[DESCRIPTION OF THE TASK]:
Repeat every record below exactly, but leave out any pictures.

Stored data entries
[start]
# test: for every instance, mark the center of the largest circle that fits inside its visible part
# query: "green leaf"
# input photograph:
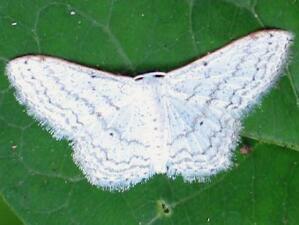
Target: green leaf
(37, 175)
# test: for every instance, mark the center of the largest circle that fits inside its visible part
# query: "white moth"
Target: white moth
(124, 130)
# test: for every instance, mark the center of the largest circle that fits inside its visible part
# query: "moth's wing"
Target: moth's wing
(90, 108)
(208, 97)
(200, 139)
(234, 76)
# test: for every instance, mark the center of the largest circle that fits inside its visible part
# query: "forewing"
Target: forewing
(207, 98)
(90, 108)
(234, 77)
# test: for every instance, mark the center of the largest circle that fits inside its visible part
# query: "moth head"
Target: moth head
(149, 77)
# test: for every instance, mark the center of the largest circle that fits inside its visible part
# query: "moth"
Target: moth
(123, 130)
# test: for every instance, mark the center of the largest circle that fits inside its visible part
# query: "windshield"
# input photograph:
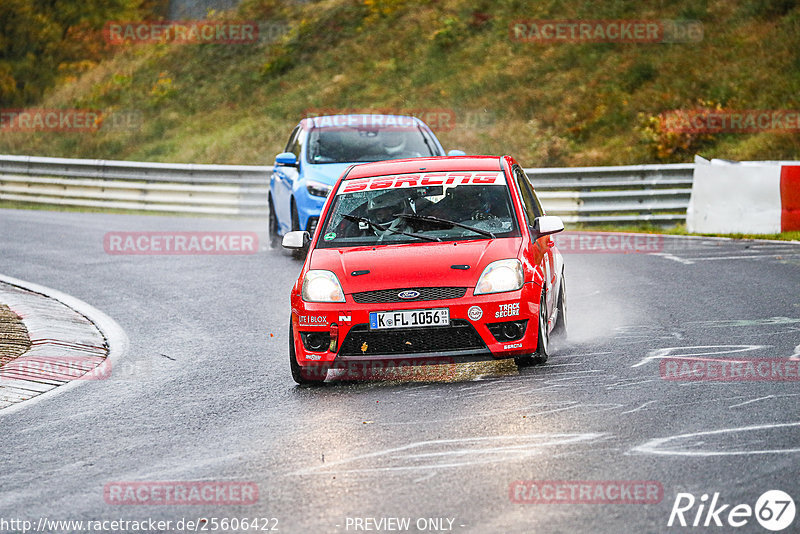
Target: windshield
(419, 207)
(363, 138)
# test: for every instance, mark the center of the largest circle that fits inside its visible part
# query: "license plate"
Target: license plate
(409, 318)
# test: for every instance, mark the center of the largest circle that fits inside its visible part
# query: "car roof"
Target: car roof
(434, 164)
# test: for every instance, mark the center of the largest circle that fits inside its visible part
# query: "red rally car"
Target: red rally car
(437, 259)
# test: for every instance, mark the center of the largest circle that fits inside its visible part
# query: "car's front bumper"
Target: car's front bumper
(338, 333)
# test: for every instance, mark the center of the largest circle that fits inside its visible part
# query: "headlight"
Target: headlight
(500, 276)
(322, 286)
(318, 189)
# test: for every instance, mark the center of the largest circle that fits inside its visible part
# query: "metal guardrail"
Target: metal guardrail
(634, 193)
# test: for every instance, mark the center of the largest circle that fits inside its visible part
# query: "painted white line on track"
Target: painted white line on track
(115, 336)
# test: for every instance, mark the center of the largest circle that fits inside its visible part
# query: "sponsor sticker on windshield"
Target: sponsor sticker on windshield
(403, 181)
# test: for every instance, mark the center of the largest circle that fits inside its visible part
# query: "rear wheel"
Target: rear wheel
(543, 343)
(304, 376)
(274, 236)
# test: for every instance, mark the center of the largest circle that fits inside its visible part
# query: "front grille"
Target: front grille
(425, 293)
(460, 335)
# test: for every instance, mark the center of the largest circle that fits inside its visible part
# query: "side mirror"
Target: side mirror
(287, 159)
(547, 224)
(296, 240)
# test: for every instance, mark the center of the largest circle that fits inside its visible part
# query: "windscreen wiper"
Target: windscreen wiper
(445, 223)
(383, 228)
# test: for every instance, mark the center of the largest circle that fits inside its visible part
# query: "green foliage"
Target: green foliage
(551, 104)
(44, 41)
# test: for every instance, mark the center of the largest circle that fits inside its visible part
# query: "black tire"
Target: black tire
(543, 343)
(560, 328)
(299, 254)
(304, 377)
(274, 236)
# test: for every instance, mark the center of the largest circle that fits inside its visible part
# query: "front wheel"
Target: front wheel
(305, 376)
(543, 343)
(560, 328)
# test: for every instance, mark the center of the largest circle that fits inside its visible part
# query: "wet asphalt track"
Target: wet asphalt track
(204, 393)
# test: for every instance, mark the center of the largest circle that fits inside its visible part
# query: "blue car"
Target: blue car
(321, 148)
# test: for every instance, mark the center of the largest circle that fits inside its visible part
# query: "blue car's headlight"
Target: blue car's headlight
(318, 189)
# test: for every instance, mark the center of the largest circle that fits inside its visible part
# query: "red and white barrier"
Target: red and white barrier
(751, 197)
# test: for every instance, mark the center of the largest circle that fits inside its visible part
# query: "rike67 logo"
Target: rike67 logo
(774, 510)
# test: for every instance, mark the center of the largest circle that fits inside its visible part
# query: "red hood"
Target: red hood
(413, 265)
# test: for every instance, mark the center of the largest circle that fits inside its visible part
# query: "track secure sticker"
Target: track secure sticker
(475, 313)
(313, 320)
(507, 310)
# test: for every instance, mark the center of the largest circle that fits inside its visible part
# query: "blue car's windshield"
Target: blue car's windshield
(363, 138)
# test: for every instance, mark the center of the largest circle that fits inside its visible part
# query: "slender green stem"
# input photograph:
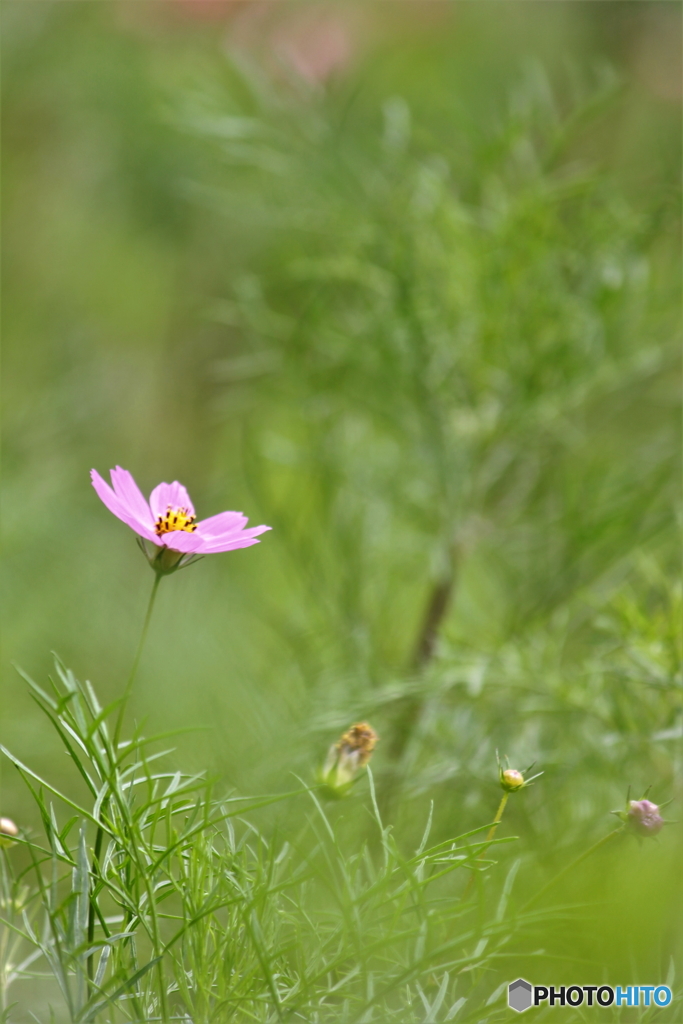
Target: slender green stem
(489, 836)
(99, 836)
(136, 662)
(497, 820)
(570, 866)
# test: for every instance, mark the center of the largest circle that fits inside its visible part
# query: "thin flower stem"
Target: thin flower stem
(497, 819)
(136, 662)
(99, 836)
(489, 836)
(570, 866)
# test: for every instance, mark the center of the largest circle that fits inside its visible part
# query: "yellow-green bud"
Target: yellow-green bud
(511, 779)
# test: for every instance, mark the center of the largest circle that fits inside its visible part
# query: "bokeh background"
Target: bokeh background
(401, 281)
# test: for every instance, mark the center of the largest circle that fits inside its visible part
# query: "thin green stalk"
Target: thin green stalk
(570, 866)
(99, 836)
(489, 836)
(136, 662)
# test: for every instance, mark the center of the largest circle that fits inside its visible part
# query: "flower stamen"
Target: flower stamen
(175, 519)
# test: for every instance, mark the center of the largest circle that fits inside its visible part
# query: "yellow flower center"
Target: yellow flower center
(175, 519)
[end]
[TASK ANSWER]:
# test: for every instance, mark the center of the largest circle that fits inside its visible part
# query: "green leaf"
# input photograph:
Target: green leaf
(37, 175)
# test: for every instance, mark the center of the largest circle that fits inside its visible part
# query: "white moth"
Target: white moth
(124, 130)
# test: for every instance, mark the center of the largest circle that fits inside its visible part
# query: "moth's wing"
Target: moth's wing
(90, 108)
(208, 97)
(200, 139)
(234, 76)
# test: for every instance, mark the center of the largest circle that fits inside its visible part
# query: "forewing"
Target: forewing
(207, 98)
(90, 108)
(234, 77)
# test: for every instance, mark the center of the largest circle that fits inside its visible part
# query: "moth head"
Target: moth head
(149, 77)
# test: for every instance, mark the center of the largest circle that fits inside its visible part
# query: "moth"
Target: moth
(123, 130)
# test: for every instance, mark the center of the largest circle that fits inside its visible part
# query: "windshield"
# input photograph:
Target: windshield
(419, 207)
(363, 138)
# test: for every instance, mark the center of the largest circle that fits inside its visible part
# query: "license plate"
Target: license plate
(409, 318)
# test: for every instance, mark the center of the largest circle that fits inside its visible part
# query: "car roof"
Target: car roof
(434, 164)
# test: for every instance, mark the center of the largest circle that fits inside its visible part
# query: "red rally car"
Target: red rally car
(437, 259)
# test: for every instance, mark the center of the largest circle that fits inside its visible part
# query: "car's front bumper"
Target: car's front bumper
(338, 333)
# test: for every instance, mark the center of the largest circle that fits inside its visible part
# query: "headlight"
Target: headlight
(500, 276)
(322, 286)
(318, 189)
# test: for every instance, mark the center of the largest circle that fits inside its visible part
# query: "metal guardrail"
Target: metal guardrail
(634, 193)
# test: for every instance, mark the center of the largest circle that fits inside its visible part
# query: "painted white line on track"
Target: painted white line on track
(115, 336)
# test: for every instance, mark the center of the largest circle that fits inside its visible part
# query: "sponsor sticker on windshield"
Target: sponsor sticker on windshield
(403, 181)
# test: for every instance, mark the center of the largest circle that fits inside its visible part
# query: "rear wheel"
Target: rear wheel
(543, 343)
(304, 376)
(274, 236)
# test: for every instance, mark the center of the largest circle that fits inside its visible part
# query: "front grille"
Target: front grille
(425, 293)
(460, 335)
# test: for every instance, mark the center of the largest circle that fits inside its visible part
# query: "side mirror"
Target: side mirror
(287, 159)
(547, 224)
(296, 240)
# test: for every instance, mark the center of the largest circle that fits inside its visible part
# query: "windscreen wiper"
Target: windscreen wiper
(445, 223)
(383, 228)
# test: for every instance, mark the center of the largest circle that fits inside its visible part
# query: "green foliage"
Target: green foliage
(551, 104)
(44, 41)
# test: for every instance, mark the center of the largest circle that fits inside its visible part
# query: "black tire"
Target: black tire
(543, 343)
(560, 328)
(299, 254)
(304, 377)
(274, 236)
# test: for every instance, mark the center of the largest circle that fits inside its visible part
# query: "front wheel"
Target: front wheel
(305, 376)
(543, 343)
(560, 328)
# test: for every instance, mark the center of the largest circle that fits inside its visible part
# query: "wet asphalt track"
Target: wet asphalt track
(204, 393)
# test: for every instance, mark the center of the largest circle that fits inside its visible part
# query: "blue car"
Target: blue car
(321, 148)
# test: for every instance, mark the center of the largest circle that fits inside its visible part
# query: "blue car's headlight"
Target: blue car's headlight
(318, 189)
# test: for every instance, mark the center of the largest circle that fits inside its visible part
# query: "red and white barrier"
Target: red and white barrier
(751, 197)
# test: for every instance, mark the center of the largest circle that fits inside its visible part
# query: "rike67 logo"
Target: rike67 logo
(774, 510)
# test: for every instance, mark the center of the largest circle that fits inside its visible part
# query: "red hood"
Target: red hood
(413, 265)
# test: for every instance, mark the center of the largest circle that fits inside its visible part
# query: "track secure sticker"
Target: track secure sticker
(475, 313)
(313, 320)
(507, 310)
# test: for every instance, mark the center of the largest circle that fits inside its visible part
# query: "blue car's windshield"
Target: blue car's windshield
(363, 138)
# test: for every instance, mark the center of the largest circle that fits inside its visible part
# query: "slender green stem"
# input photograph:
Target: slender green stem
(489, 836)
(99, 836)
(136, 662)
(497, 820)
(570, 866)
# test: for every instance, mark the center of the largest circle that fits inside its visible part
# query: "thin flower stem"
Target: thin flower stem
(497, 819)
(136, 662)
(99, 836)
(489, 836)
(570, 866)
# test: for every instance, mark the center of the largest circle that fits inside its visible part
# query: "yellow-green bud"
Target: yellow-green bud
(511, 779)
# test: for every instance, mark the center of the largest circle that fits inside its visible part
# query: "bokeh background"
Target: bokeh background
(401, 281)
# test: for every instance, mark the center of the largest circle that fits inside its visible part
# query: "thin green stalk"
Target: thin green stalk
(570, 866)
(99, 836)
(489, 836)
(136, 662)
# test: for every instance, mark the center of the largest circle that fits inside its visible part
# query: "flower stamen"
Target: flower stamen
(175, 519)
# test: for every instance, mark the center of the largest circle that fits inside its visible part
# query: "yellow flower center"
Target: yellow flower center
(175, 519)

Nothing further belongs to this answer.